[Your objective]
In the data that follows, find the line containing "Target: person's hand"; then quote that line and every line after it, exactly, through the last one.

[Data records]
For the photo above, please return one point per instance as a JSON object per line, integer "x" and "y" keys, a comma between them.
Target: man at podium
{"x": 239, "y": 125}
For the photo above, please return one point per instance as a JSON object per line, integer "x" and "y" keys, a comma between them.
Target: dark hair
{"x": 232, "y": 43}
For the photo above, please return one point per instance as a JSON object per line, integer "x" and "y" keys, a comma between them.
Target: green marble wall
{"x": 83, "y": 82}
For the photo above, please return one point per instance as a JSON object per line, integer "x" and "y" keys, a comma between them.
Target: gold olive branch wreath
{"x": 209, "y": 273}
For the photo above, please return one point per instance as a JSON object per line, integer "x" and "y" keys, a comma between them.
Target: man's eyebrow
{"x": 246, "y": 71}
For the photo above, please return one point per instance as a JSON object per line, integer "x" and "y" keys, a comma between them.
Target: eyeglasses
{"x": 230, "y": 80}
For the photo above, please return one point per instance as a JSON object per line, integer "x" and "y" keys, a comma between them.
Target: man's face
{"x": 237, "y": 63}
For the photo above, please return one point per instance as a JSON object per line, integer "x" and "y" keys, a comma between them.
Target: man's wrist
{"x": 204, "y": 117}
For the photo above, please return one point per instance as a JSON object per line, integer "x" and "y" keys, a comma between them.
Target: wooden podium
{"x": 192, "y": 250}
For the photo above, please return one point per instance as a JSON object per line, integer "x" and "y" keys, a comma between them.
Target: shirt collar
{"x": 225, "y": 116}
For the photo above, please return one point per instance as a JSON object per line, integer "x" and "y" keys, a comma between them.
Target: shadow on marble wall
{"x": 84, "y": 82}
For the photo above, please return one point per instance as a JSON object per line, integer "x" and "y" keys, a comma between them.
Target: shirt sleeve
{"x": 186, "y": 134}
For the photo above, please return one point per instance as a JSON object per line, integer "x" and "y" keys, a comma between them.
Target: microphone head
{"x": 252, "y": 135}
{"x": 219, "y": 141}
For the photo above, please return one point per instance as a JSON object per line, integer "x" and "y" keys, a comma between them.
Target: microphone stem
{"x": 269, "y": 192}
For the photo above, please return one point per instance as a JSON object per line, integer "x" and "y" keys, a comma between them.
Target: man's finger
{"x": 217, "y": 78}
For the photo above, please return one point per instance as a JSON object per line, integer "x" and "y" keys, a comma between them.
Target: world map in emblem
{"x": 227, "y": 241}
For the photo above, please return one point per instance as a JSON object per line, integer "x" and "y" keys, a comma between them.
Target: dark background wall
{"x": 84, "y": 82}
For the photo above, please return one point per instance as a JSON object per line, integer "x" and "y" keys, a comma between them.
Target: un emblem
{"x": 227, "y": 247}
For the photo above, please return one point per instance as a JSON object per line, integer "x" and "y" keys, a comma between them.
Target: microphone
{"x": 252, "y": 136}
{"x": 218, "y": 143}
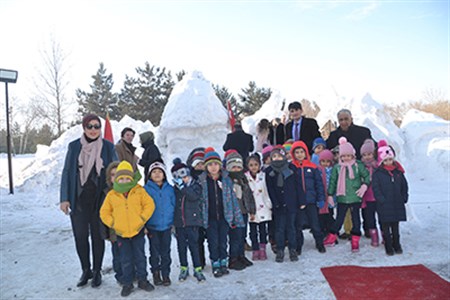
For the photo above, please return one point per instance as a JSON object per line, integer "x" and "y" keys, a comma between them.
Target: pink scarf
{"x": 342, "y": 174}
{"x": 90, "y": 154}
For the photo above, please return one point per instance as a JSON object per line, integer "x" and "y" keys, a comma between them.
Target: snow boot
{"x": 374, "y": 238}
{"x": 355, "y": 243}
{"x": 330, "y": 240}
{"x": 262, "y": 251}
{"x": 184, "y": 273}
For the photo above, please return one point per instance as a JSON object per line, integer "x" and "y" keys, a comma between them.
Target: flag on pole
{"x": 107, "y": 135}
{"x": 231, "y": 118}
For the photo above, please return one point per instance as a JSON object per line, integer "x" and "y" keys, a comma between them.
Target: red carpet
{"x": 403, "y": 282}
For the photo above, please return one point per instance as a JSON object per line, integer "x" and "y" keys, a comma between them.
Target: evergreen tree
{"x": 101, "y": 99}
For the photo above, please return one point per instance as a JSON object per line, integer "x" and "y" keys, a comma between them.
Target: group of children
{"x": 277, "y": 197}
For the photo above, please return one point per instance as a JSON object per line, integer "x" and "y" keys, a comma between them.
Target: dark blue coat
{"x": 70, "y": 176}
{"x": 286, "y": 197}
{"x": 391, "y": 194}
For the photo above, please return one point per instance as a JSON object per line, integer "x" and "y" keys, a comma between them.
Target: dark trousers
{"x": 356, "y": 219}
{"x": 285, "y": 228}
{"x": 132, "y": 258}
{"x": 369, "y": 213}
{"x": 85, "y": 221}
{"x": 309, "y": 215}
{"x": 217, "y": 235}
{"x": 258, "y": 234}
{"x": 160, "y": 251}
{"x": 326, "y": 221}
{"x": 188, "y": 237}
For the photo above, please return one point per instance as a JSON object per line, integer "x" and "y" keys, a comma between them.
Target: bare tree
{"x": 51, "y": 86}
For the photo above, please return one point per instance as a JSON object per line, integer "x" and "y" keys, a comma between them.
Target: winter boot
{"x": 145, "y": 285}
{"x": 184, "y": 273}
{"x": 157, "y": 278}
{"x": 126, "y": 290}
{"x": 293, "y": 256}
{"x": 262, "y": 252}
{"x": 216, "y": 269}
{"x": 374, "y": 238}
{"x": 355, "y": 243}
{"x": 330, "y": 240}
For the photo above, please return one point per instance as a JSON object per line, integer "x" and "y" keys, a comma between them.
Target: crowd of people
{"x": 293, "y": 180}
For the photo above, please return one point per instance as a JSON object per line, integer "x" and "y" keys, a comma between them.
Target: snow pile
{"x": 193, "y": 117}
{"x": 427, "y": 145}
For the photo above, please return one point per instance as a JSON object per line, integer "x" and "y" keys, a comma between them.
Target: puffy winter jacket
{"x": 164, "y": 197}
{"x": 127, "y": 216}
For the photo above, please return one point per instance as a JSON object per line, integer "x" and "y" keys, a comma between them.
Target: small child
{"x": 244, "y": 195}
{"x": 391, "y": 191}
{"x": 313, "y": 195}
{"x": 369, "y": 205}
{"x": 220, "y": 210}
{"x": 188, "y": 218}
{"x": 319, "y": 145}
{"x": 282, "y": 185}
{"x": 258, "y": 226}
{"x": 349, "y": 181}
{"x": 326, "y": 213}
{"x": 159, "y": 226}
{"x": 126, "y": 209}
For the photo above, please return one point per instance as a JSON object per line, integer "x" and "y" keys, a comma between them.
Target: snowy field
{"x": 38, "y": 258}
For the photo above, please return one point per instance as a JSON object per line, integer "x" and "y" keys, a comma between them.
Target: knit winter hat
{"x": 124, "y": 170}
{"x": 345, "y": 147}
{"x": 234, "y": 159}
{"x": 211, "y": 156}
{"x": 319, "y": 141}
{"x": 196, "y": 156}
{"x": 367, "y": 147}
{"x": 326, "y": 155}
{"x": 179, "y": 169}
{"x": 384, "y": 152}
{"x": 89, "y": 117}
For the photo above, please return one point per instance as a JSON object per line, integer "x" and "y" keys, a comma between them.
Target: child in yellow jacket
{"x": 126, "y": 209}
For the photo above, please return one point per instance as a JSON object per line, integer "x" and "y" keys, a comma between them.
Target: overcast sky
{"x": 391, "y": 49}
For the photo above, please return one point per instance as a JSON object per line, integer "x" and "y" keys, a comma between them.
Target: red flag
{"x": 231, "y": 118}
{"x": 108, "y": 130}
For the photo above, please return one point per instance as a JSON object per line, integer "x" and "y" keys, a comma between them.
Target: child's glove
{"x": 361, "y": 191}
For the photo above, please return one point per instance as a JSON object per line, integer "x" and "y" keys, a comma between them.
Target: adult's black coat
{"x": 309, "y": 131}
{"x": 355, "y": 134}
{"x": 391, "y": 194}
{"x": 241, "y": 142}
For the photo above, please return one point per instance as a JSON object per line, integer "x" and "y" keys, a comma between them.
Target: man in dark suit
{"x": 301, "y": 128}
{"x": 240, "y": 141}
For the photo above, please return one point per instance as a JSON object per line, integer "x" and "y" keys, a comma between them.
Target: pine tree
{"x": 101, "y": 99}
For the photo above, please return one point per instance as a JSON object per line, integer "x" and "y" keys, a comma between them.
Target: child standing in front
{"x": 258, "y": 226}
{"x": 349, "y": 181}
{"x": 159, "y": 226}
{"x": 188, "y": 218}
{"x": 126, "y": 209}
{"x": 391, "y": 191}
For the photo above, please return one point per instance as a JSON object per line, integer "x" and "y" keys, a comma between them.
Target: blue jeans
{"x": 309, "y": 215}
{"x": 132, "y": 257}
{"x": 285, "y": 227}
{"x": 160, "y": 251}
{"x": 217, "y": 233}
{"x": 258, "y": 229}
{"x": 188, "y": 237}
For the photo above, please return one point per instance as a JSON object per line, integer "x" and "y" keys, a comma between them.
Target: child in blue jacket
{"x": 159, "y": 226}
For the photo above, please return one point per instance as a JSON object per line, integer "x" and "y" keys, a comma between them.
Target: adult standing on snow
{"x": 83, "y": 182}
{"x": 125, "y": 149}
{"x": 240, "y": 141}
{"x": 356, "y": 135}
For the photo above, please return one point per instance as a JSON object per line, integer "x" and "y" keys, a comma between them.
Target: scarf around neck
{"x": 90, "y": 155}
{"x": 342, "y": 175}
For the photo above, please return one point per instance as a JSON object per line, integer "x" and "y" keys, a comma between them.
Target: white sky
{"x": 391, "y": 49}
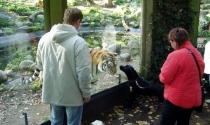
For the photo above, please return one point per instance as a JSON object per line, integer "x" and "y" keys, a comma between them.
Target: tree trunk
{"x": 109, "y": 3}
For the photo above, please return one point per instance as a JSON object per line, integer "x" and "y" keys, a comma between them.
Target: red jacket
{"x": 180, "y": 76}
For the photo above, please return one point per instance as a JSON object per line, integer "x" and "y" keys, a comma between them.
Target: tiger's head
{"x": 108, "y": 63}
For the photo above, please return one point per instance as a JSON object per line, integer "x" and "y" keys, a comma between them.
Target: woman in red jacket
{"x": 180, "y": 77}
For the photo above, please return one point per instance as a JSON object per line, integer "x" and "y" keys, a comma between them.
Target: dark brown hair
{"x": 71, "y": 15}
{"x": 179, "y": 35}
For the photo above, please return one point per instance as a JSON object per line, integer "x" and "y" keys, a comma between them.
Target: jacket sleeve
{"x": 38, "y": 55}
{"x": 83, "y": 68}
{"x": 169, "y": 69}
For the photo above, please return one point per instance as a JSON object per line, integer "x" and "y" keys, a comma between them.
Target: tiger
{"x": 101, "y": 61}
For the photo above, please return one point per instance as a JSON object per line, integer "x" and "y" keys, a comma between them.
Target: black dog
{"x": 140, "y": 85}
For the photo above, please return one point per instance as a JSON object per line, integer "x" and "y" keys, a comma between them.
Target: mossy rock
{"x": 6, "y": 21}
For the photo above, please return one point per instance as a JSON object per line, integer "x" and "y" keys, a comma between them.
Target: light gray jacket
{"x": 64, "y": 58}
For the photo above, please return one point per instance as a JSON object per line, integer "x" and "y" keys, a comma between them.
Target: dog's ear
{"x": 130, "y": 72}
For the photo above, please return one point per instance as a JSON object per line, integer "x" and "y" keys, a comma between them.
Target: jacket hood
{"x": 61, "y": 32}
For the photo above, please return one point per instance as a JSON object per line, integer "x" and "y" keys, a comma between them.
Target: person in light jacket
{"x": 180, "y": 77}
{"x": 207, "y": 66}
{"x": 64, "y": 58}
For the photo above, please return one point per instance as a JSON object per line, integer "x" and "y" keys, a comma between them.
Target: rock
{"x": 6, "y": 20}
{"x": 3, "y": 76}
{"x": 125, "y": 57}
{"x": 33, "y": 66}
{"x": 114, "y": 48}
{"x": 26, "y": 64}
{"x": 8, "y": 31}
{"x": 132, "y": 44}
{"x": 9, "y": 73}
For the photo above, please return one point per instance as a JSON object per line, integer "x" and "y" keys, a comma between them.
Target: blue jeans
{"x": 74, "y": 114}
{"x": 171, "y": 114}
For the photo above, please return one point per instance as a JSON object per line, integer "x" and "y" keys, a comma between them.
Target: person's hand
{"x": 86, "y": 100}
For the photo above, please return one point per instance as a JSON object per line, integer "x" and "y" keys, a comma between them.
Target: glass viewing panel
{"x": 113, "y": 26}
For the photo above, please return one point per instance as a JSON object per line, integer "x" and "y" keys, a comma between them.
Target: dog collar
{"x": 141, "y": 86}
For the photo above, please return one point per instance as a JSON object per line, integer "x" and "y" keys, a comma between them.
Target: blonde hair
{"x": 71, "y": 15}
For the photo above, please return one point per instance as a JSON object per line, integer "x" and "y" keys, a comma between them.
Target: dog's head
{"x": 130, "y": 72}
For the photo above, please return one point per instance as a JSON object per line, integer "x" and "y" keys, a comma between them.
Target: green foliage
{"x": 120, "y": 2}
{"x": 167, "y": 15}
{"x": 18, "y": 8}
{"x": 18, "y": 57}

[Your response]
Target: person's hand
{"x": 86, "y": 100}
For the photo above, please return one point per instance as a JSON object per line, integer "x" and "y" keys, a comma between them.
Target: glass viewing panel
{"x": 113, "y": 26}
For the photo above, please return one point per instance as a JSON object per line, integer "x" and "y" keys, a comma between them.
Target: dog collar
{"x": 141, "y": 86}
For the photo above, please return one point per instance as a JSON object per line, integer "x" and "y" keys, a comma between them.
Target: blonde hair
{"x": 71, "y": 15}
For the photo above, please return one point per instance as a JSON object per line, integer "x" and "y" keys, a comma between them.
Target: dog's head
{"x": 130, "y": 72}
For the photo above, please return one point per instance as a JSON object per line, integer "x" and "y" keys, a comma between them.
Target: green foliage
{"x": 120, "y": 2}
{"x": 167, "y": 15}
{"x": 18, "y": 8}
{"x": 18, "y": 57}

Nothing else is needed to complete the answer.